**SELECTED PASSAGE:**
*** Begin section ***

He also worked on shipyard site reconstruction, water input structures for pulp mills, the central Scotland water supply scheme and designed the surface and foul water disposal system for the new Livingston town centre to ensure that it meshed with the other services.

His next project was to survey the geology and plan for a major new pumped storage scheme at Craigroyston on the north side of Ben Lomond, but in 1971 the Government turned down the proposals, and opted for a nuclear power station at Torness.

However, while hydroelectric power development in Scotland was on hold, his company was investigating sites in North Wales, and Tom was brought in to head up work on the Dinorwig Power Station, “Electric Mountain”.

Today the Dinorwig Station is still the largest of its kind in Europe, its engineering, particularly its ten miles of tunnels, earning the highest praise from tunnelling engineers. When his company’s work at Dinorwig was complete, Tom began to get called in as consultant for a range of hydropower, damming and tunnelling projects across the world.

He advised at sites from Turkey to South Africa, from Poland to Japan and the People’s Republic of China asked him to give a series of lectures to power engineers and construction staff in Guangzhou, where the terrain and positioning of the lakes are similar to those at Dinorwig. His lecturing continued in another way when he was invited to become Visiting Professor of Civil Engineering at the University of Strathclyde.

There were other projects close to home too, first the construction of fish passes on the Tweed at Kelso and then a more prominent commission – driving a 100 metre tunnel through the rock at Edinburgh Castle as a new route for service vehicles.

This provided fresh challenges: ensuring the safety of St Margaret’s Chapel foundations and that blasting would not trigger the sensitive alarm system that protects the Honours of Scotland.

*** End section ***

**PROMPT 1:**
Edit everything in the engineering biography from "However, while hydroelectric" down to "across the world." so that "hydroelectric power" reads "hydroelectric energy", and give the edited span.
**PROMPT 2:**
Count how many lines of the entries contain the string "after", with case counting, and give only that number.
The engineering biography and the entries are separate, unrelated material.

**RECORDS SHOWN:**
*** Begin section ***

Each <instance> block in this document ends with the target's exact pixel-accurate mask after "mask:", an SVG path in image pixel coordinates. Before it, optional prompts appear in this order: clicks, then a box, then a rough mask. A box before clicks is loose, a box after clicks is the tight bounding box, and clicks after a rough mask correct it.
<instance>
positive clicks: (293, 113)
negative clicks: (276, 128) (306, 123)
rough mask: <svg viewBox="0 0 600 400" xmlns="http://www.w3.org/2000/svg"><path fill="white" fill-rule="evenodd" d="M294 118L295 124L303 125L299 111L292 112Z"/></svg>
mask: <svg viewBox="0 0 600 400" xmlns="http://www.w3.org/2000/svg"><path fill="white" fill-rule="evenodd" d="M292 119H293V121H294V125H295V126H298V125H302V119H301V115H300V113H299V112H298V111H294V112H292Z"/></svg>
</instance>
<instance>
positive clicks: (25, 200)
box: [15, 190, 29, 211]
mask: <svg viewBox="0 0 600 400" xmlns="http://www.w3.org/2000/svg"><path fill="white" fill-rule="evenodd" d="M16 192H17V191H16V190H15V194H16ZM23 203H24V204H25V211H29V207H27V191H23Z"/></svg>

*** End section ***
*** Begin section ***

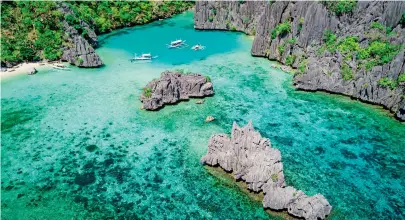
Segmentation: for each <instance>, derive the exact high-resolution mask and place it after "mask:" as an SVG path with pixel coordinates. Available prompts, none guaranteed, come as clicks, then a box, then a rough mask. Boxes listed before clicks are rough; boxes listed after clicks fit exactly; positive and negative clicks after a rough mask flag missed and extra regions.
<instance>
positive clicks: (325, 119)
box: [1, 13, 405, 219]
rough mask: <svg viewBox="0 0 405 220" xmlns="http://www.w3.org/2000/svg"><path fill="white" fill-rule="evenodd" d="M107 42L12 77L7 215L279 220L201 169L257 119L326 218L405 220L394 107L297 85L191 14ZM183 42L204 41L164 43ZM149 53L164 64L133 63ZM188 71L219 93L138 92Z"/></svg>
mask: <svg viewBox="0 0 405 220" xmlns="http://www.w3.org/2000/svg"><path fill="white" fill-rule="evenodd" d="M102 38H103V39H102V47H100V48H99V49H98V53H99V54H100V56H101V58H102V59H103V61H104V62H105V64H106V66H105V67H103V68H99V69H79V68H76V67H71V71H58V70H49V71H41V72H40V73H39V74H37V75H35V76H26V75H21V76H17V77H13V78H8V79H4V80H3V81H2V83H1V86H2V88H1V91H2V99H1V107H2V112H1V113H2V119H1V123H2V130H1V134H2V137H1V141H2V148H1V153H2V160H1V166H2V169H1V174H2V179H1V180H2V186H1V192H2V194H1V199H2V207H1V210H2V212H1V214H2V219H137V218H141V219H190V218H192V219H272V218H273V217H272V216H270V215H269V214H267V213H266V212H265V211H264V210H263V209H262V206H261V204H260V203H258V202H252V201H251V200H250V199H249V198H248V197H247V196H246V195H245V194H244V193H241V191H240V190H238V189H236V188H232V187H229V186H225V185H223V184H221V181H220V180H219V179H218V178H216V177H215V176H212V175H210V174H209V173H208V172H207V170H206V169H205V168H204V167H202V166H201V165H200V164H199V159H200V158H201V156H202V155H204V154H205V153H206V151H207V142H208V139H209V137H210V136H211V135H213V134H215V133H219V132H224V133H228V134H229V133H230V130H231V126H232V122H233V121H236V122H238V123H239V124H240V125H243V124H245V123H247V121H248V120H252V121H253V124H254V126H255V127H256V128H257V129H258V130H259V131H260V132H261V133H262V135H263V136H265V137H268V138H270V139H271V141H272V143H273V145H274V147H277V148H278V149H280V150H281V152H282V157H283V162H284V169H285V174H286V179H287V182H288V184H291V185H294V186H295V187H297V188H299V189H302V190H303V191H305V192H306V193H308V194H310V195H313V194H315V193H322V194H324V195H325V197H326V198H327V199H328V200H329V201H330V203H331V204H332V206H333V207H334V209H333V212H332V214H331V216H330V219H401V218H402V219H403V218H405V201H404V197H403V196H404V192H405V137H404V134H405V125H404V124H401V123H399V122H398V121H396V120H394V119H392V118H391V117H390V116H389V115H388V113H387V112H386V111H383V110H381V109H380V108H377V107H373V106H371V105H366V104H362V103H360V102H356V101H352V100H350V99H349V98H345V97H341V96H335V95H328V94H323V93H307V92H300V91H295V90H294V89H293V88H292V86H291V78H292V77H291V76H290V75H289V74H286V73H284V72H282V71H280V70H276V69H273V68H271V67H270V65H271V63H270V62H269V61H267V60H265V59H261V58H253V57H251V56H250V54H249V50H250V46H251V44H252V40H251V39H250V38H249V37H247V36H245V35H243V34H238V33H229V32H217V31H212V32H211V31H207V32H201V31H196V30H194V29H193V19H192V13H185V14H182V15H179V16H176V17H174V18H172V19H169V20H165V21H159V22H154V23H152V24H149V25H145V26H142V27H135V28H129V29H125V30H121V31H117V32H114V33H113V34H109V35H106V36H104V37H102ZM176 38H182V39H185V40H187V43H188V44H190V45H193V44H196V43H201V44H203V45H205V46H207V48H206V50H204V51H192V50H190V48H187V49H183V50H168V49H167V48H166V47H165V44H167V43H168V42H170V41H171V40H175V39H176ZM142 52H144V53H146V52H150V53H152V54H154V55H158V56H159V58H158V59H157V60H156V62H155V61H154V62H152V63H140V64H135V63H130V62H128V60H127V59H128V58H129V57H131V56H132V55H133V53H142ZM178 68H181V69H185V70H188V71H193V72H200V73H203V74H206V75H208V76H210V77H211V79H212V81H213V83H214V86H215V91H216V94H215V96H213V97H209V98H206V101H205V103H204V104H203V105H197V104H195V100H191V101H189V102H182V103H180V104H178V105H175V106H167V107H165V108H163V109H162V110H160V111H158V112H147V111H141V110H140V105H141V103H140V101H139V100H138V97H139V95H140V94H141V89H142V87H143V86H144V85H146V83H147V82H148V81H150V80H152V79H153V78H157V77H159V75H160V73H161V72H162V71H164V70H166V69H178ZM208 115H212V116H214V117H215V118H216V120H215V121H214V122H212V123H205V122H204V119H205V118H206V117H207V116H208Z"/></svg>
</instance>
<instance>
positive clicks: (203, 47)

*** End section ***

**RESPONSE AREA 1:**
However, while hydroelectric energy development in Scotland was on hold, his company was investigating sites in North Wales, and Tom was brought in to head up work on the Dinorwig Power Station, “Electric Mountain”.

Today the Dinorwig Station is still the largest of its kind in Europe, its engineering, particularly its ten miles of tunnels, earning the highest praise from tunnelling engineers. When his company’s work at Dinorwig was complete, Tom began to get called in as consultant for a range of hydropower, damming and tunnelling projects across the world.

**RESPONSE AREA 2:**
2